GIVEN TASK:
Your copy of the material must match it exactly, except that pictures are dropped.

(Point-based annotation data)
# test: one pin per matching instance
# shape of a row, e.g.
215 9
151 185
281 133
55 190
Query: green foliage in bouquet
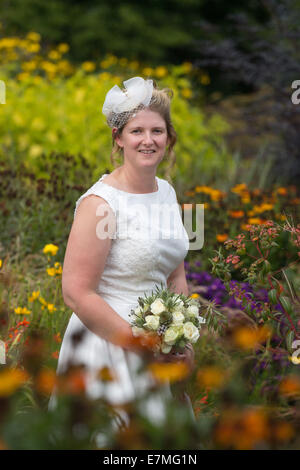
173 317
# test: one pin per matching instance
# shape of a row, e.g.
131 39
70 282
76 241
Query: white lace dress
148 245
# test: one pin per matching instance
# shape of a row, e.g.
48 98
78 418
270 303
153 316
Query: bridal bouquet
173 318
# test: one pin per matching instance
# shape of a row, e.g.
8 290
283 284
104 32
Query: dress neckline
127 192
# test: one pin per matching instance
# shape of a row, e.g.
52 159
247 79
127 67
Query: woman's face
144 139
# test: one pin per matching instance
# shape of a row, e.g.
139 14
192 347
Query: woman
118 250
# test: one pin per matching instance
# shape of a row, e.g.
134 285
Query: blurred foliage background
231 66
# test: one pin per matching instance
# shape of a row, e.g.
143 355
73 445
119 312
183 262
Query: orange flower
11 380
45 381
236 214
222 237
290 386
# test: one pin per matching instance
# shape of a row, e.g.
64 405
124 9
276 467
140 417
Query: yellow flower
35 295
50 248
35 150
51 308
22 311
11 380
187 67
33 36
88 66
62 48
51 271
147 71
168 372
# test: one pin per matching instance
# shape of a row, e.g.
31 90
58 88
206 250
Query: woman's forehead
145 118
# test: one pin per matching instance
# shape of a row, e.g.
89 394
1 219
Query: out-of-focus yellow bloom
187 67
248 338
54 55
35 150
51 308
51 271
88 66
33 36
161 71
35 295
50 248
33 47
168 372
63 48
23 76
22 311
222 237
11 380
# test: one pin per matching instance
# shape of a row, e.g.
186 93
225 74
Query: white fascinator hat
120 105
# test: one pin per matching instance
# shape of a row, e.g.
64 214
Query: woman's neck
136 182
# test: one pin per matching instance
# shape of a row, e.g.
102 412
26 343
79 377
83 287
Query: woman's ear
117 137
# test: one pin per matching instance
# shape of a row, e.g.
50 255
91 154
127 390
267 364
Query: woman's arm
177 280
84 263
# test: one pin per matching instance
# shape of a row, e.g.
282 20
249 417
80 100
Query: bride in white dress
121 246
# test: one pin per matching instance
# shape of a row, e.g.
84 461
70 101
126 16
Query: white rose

PROBLEM SOLUTION:
# test: one pin per matching instance
# shape of a row, e.g.
215 9
151 185
281 133
55 190
Query: green foliage in bouquet
173 317
# test: one pin per matching instance
# shape of a row, e.g.
131 39
70 282
76 241
Query: white lace dress
148 245
# test: one pin per matching instance
# shape of a row, e.g.
48 98
78 418
270 303
153 316
Query: bridal bouquet
173 318
# test: one pin per matching instance
# shape of a row, e.g.
8 290
283 284
104 32
Query: dress neckline
127 192
# test: one pin per matching instance
# shape of a row, e.g.
52 159
247 79
127 67
Query: woman's face
144 139
# test: one pin per matching instance
# shape of a row, e.g.
139 14
192 347
Query: woman
118 250
# test: one pin per matching instance
# shape of a row, e.g.
134 285
Query: blurred foliage background
231 66
# test: one pin per matching instance
# shape of a row, e.g.
143 355
73 445
119 312
183 262
Query: orange flower
11 380
45 381
236 214
222 237
290 386
# test: one pin per matching instance
# shape of a row, e.g.
64 405
124 9
276 467
140 417
Query: yellow flower
35 295
50 248
35 150
51 308
22 311
11 380
187 67
33 36
88 66
62 48
51 271
147 71
168 372
# test: one pin per matching instance
# shape of a row, e.g.
31 90
58 88
206 250
Query: woman's forehead
145 118
# test: one pin per matching instance
# shape of a row, e.g.
89 394
1 219
Query: out-of-focus yellow bloom
187 67
248 338
54 55
35 150
51 308
51 271
88 66
33 36
161 71
35 295
50 248
33 47
168 372
63 48
23 76
22 311
222 237
11 380
# test: one pin per matching instance
# shape of a row, e.g.
186 93
225 74
Query: white fascinator hat
120 105
# test: one pin per matching instance
# shape of a row, e.g.
64 214
Query: woman's neck
136 182
# test: one pin per matching instance
# shape of a row, e.g.
102 412
26 343
79 377
83 287
Query: woman's ear
117 137
# test: one pin per matching instance
# shape of a row, e.g.
50 255
91 154
127 390
267 364
Query: woman's arm
177 280
84 263
# test: one pin per matching instance
# shape of a row, e.g.
282 20
249 417
80 100
Query: bride in white dress
121 246
# test: one pin per matching instance
# shape of a row, e.g.
84 461
70 101
126 16
Query: white rose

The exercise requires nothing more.